REQUIREMENTS: How many lines in the rows below contain the string "gothic"? Case counts; reply with the number only.

━━━━━━━━

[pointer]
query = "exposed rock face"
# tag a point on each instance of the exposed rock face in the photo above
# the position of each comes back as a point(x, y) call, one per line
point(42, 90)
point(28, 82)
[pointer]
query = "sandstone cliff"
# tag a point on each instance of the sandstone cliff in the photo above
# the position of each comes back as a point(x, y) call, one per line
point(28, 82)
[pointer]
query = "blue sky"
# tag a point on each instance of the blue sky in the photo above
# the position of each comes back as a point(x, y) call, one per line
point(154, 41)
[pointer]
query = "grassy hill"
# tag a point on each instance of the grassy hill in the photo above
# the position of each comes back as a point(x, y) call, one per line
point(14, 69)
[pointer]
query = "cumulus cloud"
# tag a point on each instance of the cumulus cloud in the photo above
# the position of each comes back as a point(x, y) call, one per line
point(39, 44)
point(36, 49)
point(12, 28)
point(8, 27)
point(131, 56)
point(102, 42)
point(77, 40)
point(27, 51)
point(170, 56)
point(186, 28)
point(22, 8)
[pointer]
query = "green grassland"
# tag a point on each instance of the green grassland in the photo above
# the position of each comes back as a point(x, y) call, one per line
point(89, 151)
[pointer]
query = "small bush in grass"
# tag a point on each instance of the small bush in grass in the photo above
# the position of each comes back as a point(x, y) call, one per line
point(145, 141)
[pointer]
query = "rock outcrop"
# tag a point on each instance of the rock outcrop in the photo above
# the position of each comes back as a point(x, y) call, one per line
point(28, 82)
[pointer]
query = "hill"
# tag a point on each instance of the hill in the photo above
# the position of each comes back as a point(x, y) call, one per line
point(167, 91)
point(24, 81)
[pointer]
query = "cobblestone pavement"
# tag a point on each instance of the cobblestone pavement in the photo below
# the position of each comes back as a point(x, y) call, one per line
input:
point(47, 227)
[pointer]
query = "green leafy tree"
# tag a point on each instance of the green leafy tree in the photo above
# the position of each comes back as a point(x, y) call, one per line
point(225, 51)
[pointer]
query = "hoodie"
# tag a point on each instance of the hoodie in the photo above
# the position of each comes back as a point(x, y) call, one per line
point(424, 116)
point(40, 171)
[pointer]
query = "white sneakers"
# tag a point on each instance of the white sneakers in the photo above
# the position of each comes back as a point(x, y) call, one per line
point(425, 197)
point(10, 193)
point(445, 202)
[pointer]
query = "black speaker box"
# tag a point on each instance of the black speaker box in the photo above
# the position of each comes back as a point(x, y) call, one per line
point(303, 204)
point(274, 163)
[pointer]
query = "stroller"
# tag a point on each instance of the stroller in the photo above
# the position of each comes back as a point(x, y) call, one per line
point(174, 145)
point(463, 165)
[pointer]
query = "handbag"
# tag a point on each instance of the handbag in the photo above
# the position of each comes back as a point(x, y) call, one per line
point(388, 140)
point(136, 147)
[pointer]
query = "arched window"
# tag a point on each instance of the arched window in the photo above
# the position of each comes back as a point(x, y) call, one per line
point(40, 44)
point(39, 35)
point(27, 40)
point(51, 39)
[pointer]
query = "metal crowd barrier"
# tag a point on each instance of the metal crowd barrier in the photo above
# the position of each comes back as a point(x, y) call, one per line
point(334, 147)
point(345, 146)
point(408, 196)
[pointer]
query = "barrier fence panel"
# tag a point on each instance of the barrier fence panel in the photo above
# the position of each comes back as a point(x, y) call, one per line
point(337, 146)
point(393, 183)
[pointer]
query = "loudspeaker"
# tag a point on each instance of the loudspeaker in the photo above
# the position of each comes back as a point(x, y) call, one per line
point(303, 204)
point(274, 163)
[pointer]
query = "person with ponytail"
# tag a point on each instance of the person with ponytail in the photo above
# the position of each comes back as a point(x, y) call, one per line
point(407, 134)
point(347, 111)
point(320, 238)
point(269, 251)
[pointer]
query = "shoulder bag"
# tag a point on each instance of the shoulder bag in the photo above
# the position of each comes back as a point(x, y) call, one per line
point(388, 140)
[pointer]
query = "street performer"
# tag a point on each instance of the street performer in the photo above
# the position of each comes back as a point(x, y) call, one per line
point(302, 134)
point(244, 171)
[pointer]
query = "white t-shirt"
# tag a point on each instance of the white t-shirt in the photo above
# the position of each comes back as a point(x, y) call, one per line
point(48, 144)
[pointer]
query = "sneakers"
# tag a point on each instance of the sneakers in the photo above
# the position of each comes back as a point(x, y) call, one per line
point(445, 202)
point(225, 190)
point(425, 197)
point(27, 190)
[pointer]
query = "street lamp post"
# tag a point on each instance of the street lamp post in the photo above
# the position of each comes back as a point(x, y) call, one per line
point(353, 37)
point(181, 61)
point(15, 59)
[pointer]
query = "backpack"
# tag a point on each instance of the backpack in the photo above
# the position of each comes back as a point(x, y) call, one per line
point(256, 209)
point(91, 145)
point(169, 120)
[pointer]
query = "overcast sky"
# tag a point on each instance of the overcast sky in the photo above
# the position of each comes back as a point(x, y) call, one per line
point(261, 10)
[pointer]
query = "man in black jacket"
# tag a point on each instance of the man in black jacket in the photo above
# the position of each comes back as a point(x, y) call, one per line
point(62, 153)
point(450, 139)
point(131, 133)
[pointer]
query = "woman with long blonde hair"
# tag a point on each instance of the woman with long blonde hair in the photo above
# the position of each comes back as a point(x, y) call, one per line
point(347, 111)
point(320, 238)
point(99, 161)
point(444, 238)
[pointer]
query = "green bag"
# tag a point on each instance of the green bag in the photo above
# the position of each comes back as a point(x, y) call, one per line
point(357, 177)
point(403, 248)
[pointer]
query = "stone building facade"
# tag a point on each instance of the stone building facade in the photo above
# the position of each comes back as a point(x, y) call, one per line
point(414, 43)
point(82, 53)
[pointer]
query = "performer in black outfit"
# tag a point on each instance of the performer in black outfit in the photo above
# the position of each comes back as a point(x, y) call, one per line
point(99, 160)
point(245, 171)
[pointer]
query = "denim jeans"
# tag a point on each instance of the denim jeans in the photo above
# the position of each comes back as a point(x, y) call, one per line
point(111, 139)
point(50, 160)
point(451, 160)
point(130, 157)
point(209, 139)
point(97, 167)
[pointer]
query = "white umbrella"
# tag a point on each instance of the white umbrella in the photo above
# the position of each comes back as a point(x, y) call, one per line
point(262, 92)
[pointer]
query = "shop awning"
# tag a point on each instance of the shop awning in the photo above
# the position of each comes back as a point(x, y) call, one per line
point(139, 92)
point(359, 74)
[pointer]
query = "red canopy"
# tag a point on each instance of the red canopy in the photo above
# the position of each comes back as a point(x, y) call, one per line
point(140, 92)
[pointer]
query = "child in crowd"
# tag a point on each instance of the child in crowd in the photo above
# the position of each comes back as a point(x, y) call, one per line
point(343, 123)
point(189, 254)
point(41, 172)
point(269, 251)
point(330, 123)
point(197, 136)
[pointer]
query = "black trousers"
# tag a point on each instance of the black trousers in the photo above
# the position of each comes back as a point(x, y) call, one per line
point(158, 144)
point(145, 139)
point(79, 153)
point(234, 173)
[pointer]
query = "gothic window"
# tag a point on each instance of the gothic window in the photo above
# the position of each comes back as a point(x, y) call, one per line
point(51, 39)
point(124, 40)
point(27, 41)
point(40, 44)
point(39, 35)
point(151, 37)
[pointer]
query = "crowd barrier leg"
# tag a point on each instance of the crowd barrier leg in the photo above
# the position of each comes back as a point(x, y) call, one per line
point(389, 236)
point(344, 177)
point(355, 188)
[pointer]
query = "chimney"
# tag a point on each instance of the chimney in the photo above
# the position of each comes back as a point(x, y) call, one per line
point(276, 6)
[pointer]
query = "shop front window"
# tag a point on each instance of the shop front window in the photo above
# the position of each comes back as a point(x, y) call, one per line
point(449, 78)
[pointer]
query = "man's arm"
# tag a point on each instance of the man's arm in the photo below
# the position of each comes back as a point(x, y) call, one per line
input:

━━━━━━━━

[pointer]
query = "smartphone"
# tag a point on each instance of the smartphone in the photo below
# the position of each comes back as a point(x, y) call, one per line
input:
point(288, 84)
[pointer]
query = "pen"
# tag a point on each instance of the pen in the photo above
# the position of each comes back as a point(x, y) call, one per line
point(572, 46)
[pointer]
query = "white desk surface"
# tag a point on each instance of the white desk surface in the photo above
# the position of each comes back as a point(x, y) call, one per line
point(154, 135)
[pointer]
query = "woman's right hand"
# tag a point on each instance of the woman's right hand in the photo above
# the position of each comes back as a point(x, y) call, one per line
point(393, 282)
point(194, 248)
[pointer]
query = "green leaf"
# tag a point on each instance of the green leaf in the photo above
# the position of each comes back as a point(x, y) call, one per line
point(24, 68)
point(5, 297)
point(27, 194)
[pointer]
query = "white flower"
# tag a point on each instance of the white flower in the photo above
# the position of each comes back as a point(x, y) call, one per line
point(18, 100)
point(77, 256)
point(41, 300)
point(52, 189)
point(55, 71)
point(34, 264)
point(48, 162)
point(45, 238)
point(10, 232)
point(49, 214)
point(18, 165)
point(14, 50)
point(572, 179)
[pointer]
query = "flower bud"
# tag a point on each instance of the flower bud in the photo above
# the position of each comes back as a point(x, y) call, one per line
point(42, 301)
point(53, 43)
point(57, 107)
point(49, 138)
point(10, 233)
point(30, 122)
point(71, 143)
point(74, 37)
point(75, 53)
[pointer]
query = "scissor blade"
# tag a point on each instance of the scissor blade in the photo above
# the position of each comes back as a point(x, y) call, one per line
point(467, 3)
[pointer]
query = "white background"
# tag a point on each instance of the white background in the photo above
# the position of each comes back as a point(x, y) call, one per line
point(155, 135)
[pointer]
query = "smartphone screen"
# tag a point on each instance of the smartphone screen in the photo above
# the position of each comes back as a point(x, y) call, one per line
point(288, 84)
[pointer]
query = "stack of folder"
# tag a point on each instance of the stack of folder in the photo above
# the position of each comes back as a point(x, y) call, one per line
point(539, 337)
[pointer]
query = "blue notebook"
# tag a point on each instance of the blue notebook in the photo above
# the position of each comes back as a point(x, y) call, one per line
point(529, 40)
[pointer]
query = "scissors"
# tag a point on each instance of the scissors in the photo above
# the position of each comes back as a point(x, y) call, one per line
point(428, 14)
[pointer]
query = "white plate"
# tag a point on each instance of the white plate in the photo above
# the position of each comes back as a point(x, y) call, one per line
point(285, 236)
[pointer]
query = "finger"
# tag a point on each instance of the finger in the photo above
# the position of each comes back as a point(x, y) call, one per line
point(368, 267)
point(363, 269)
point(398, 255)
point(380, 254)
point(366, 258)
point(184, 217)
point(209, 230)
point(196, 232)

━━━━━━━━

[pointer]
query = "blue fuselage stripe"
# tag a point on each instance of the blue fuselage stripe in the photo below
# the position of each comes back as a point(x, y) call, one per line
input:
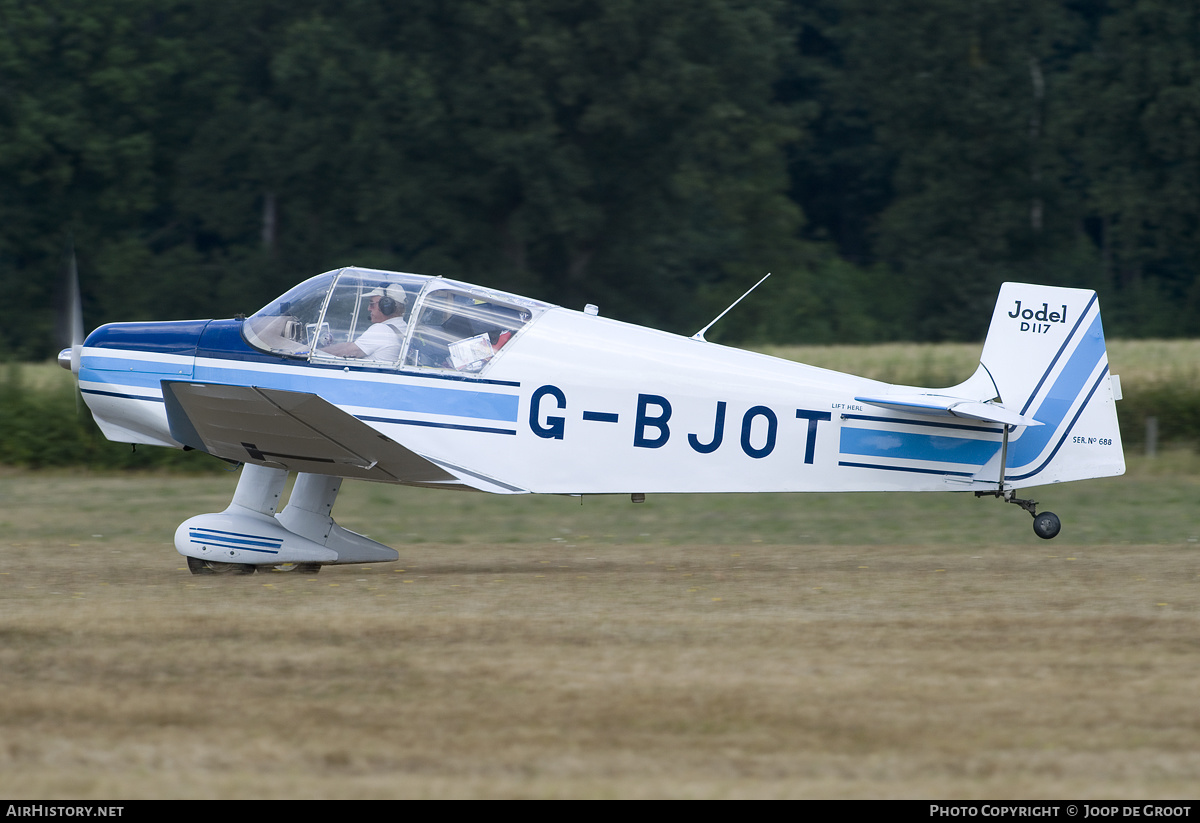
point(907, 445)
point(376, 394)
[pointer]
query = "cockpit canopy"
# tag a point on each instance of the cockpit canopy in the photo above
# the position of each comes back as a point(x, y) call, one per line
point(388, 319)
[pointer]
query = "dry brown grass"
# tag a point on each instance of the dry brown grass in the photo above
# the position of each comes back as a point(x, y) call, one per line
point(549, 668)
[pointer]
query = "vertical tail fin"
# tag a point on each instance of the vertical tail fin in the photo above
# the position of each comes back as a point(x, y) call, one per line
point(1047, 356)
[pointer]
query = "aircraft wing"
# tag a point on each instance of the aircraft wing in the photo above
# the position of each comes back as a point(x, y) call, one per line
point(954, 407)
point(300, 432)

━━━━━━━━

RESPONSE BELOW: 2